:: DIRECTIONS ::
After locating the line with "roi: dental chair" in the data that follows, return it and every later line exactly, up to and including the line with "roi: recessed ceiling light".

(Extracted data entries)
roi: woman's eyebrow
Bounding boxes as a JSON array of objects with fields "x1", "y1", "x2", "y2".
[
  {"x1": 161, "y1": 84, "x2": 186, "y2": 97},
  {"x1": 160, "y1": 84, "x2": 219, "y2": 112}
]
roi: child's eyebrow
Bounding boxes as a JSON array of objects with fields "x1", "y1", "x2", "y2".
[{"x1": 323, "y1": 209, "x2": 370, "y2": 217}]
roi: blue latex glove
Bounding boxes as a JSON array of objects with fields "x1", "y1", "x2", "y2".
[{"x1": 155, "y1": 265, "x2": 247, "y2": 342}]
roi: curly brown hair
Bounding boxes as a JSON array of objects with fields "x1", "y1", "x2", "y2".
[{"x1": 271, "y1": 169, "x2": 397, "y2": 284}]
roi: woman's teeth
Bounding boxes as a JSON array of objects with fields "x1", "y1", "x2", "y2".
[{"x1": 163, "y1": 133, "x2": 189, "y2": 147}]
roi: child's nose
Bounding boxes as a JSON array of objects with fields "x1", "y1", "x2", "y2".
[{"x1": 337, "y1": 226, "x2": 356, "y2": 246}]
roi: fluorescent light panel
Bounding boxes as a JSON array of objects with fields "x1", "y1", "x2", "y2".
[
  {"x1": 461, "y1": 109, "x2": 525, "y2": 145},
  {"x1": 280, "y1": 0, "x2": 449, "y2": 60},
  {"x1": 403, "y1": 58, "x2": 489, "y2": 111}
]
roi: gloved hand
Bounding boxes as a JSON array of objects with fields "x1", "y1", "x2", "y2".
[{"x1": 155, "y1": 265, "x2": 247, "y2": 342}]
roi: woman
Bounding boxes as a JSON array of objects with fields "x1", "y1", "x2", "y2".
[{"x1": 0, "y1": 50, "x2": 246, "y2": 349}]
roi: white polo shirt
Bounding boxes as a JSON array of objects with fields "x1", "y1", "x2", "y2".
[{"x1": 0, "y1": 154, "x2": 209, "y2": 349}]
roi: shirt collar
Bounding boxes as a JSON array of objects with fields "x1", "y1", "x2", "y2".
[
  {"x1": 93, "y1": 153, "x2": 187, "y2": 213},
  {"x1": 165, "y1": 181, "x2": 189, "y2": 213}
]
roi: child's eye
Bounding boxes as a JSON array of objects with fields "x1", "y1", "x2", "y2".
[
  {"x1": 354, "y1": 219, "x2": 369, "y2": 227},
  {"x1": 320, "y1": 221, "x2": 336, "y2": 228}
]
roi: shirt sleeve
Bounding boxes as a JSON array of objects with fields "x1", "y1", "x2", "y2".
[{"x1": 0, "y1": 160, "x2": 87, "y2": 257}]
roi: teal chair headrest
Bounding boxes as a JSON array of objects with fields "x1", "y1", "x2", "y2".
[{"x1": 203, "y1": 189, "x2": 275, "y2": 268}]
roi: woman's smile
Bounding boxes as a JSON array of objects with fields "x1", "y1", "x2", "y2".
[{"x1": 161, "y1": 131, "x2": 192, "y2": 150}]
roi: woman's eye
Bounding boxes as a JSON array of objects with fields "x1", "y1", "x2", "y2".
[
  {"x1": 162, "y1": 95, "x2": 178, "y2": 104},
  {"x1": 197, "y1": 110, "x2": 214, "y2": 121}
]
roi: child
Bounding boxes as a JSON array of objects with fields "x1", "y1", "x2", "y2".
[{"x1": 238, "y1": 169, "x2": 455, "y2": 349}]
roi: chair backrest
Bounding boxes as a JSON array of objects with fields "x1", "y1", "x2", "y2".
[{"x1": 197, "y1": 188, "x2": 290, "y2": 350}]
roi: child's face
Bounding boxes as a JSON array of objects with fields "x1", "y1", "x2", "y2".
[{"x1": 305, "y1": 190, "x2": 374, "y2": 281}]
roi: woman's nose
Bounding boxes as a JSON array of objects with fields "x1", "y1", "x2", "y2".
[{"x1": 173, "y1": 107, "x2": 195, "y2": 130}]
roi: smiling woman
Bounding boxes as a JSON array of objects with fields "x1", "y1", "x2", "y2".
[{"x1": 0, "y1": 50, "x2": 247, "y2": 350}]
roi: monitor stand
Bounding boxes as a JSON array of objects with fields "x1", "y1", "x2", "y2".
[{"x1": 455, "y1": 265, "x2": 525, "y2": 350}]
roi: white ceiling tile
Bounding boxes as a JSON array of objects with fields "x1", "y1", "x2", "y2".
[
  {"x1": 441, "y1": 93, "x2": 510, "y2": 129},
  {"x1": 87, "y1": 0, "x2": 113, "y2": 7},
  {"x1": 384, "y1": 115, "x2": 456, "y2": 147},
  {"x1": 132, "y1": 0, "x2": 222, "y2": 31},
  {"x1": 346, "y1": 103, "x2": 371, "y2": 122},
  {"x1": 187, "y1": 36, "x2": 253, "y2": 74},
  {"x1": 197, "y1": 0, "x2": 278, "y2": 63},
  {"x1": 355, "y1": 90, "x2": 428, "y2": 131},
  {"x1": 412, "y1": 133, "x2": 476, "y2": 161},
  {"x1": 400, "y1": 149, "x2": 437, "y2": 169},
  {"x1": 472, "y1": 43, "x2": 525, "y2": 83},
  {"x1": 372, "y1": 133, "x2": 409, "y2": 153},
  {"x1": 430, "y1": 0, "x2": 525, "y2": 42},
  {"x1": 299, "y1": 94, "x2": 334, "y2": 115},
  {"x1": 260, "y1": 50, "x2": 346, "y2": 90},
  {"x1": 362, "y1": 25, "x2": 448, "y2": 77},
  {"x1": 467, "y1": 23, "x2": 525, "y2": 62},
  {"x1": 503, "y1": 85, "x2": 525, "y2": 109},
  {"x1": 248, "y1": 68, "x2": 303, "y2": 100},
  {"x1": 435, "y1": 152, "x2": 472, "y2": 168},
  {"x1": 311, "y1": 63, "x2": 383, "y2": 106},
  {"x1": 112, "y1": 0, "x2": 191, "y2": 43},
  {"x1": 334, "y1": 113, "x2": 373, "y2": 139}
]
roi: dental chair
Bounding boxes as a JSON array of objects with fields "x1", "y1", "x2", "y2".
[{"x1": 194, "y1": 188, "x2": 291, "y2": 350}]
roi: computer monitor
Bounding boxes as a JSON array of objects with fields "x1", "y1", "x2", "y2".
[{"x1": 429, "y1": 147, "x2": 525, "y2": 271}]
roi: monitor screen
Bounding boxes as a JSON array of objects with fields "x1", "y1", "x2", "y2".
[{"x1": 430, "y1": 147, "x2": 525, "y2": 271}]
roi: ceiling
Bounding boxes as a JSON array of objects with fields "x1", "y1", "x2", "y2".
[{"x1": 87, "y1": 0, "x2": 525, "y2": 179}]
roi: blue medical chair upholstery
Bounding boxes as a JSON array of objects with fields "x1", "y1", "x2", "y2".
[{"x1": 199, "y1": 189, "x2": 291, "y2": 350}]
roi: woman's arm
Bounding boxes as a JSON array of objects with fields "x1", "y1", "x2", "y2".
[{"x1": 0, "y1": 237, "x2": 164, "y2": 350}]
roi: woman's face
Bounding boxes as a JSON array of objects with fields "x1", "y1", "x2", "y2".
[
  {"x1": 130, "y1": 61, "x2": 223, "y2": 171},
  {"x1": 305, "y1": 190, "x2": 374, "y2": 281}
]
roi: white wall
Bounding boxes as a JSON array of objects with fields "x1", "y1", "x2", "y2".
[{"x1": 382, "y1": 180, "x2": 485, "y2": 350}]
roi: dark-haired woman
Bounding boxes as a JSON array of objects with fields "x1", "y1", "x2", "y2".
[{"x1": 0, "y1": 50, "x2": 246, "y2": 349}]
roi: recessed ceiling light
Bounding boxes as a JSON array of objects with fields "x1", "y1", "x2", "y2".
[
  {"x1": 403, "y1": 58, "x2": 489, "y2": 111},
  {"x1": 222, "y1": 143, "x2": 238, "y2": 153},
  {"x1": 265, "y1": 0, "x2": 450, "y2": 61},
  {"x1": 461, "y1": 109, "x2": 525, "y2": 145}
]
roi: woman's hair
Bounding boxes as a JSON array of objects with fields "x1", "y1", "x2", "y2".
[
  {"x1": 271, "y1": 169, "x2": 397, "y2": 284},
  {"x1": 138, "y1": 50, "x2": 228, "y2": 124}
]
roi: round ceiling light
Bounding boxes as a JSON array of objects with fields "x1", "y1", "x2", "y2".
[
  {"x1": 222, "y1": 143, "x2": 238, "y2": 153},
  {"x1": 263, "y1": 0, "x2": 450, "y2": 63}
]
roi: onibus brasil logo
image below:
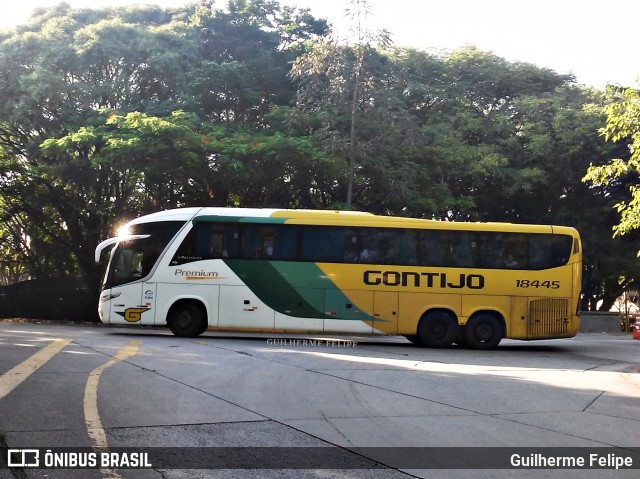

:: TASK RESPONSE ::
roi: dental chair
Bounding boxes as a JSON array of objects with fields "x1", "y1", "x2", "y2".
[{"x1": 194, "y1": 188, "x2": 291, "y2": 350}]
roi: computer monitor
Bounding boxes as a JSON array of objects with fields "x1", "y1", "x2", "y2".
[{"x1": 429, "y1": 147, "x2": 525, "y2": 271}]
roi: monitor screen
Bounding boxes as a JSON array of objects with fields "x1", "y1", "x2", "y2".
[{"x1": 430, "y1": 147, "x2": 525, "y2": 271}]
roi: ceiling
Bounding boxes as a JSON array of objects with fields "x1", "y1", "x2", "y2".
[{"x1": 87, "y1": 0, "x2": 525, "y2": 179}]
roi: blue medical chair upholstery
Bounding boxes as a JSON array of objects with fields "x1", "y1", "x2", "y2".
[{"x1": 199, "y1": 189, "x2": 291, "y2": 350}]
roi: woman's arm
Bounding boxes as a JSON array of objects with fields "x1", "y1", "x2", "y2".
[{"x1": 0, "y1": 237, "x2": 164, "y2": 350}]
roi: woman's face
Bounding boxes as a JSON array of objects with fields "x1", "y1", "x2", "y2".
[
  {"x1": 130, "y1": 61, "x2": 223, "y2": 171},
  {"x1": 305, "y1": 190, "x2": 374, "y2": 281}
]
roi: white wall
Bounding boxes as a JSON array of objects with fields "x1", "y1", "x2", "y2".
[{"x1": 382, "y1": 180, "x2": 485, "y2": 350}]
roi: dark-haired woman
Bounding boxes as a JSON array of objects with fields "x1", "y1", "x2", "y2".
[{"x1": 0, "y1": 50, "x2": 246, "y2": 349}]
roi: recessed ceiling light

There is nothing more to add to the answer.